EXERCISE BRIEF: Reproduce the items verbatim, starting at the line containing "Exercise. Annotate the beige" and ending with the line containing "x=333, y=213", both included.

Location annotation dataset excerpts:
------------------------
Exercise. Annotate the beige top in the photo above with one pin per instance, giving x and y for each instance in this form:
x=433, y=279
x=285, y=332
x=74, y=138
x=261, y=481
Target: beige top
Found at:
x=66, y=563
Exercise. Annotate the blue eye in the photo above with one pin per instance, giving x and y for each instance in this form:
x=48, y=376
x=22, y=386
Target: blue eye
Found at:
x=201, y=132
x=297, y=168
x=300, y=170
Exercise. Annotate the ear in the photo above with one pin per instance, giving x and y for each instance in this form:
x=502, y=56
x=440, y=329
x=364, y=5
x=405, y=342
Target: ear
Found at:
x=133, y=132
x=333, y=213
------------------------
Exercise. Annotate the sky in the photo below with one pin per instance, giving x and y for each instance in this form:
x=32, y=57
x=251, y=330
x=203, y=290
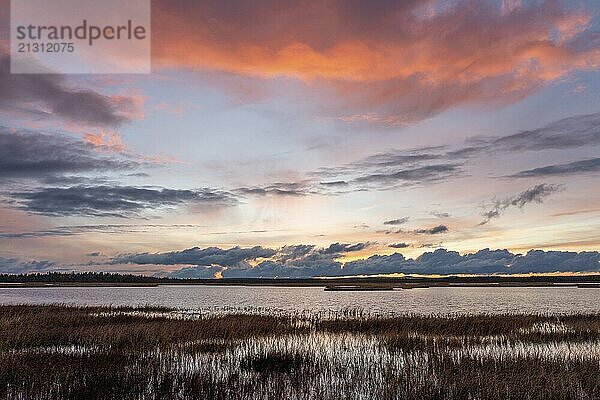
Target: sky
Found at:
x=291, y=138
------------------------
WRITTEN SOLUTION:
Exercise. Annotate the beige top in the photo above with one pin per instance, giving x and y for each instance in this form:
x=433, y=279
x=285, y=332
x=74, y=138
x=261, y=481
Target: beige top
Found at:
x=66, y=563
Exercise. Annotate the blue eye in the photo above with one pin per instance, giving x and y for each instance in this form:
x=48, y=376
x=22, y=386
Target: blue eye
Found at:
x=201, y=132
x=297, y=168
x=300, y=170
Exercise. Annotate the ear in the photo above with one pin per instance, giving x and y for each instance in this form:
x=502, y=56
x=440, y=329
x=364, y=5
x=405, y=342
Target: ear
Found at:
x=133, y=132
x=333, y=213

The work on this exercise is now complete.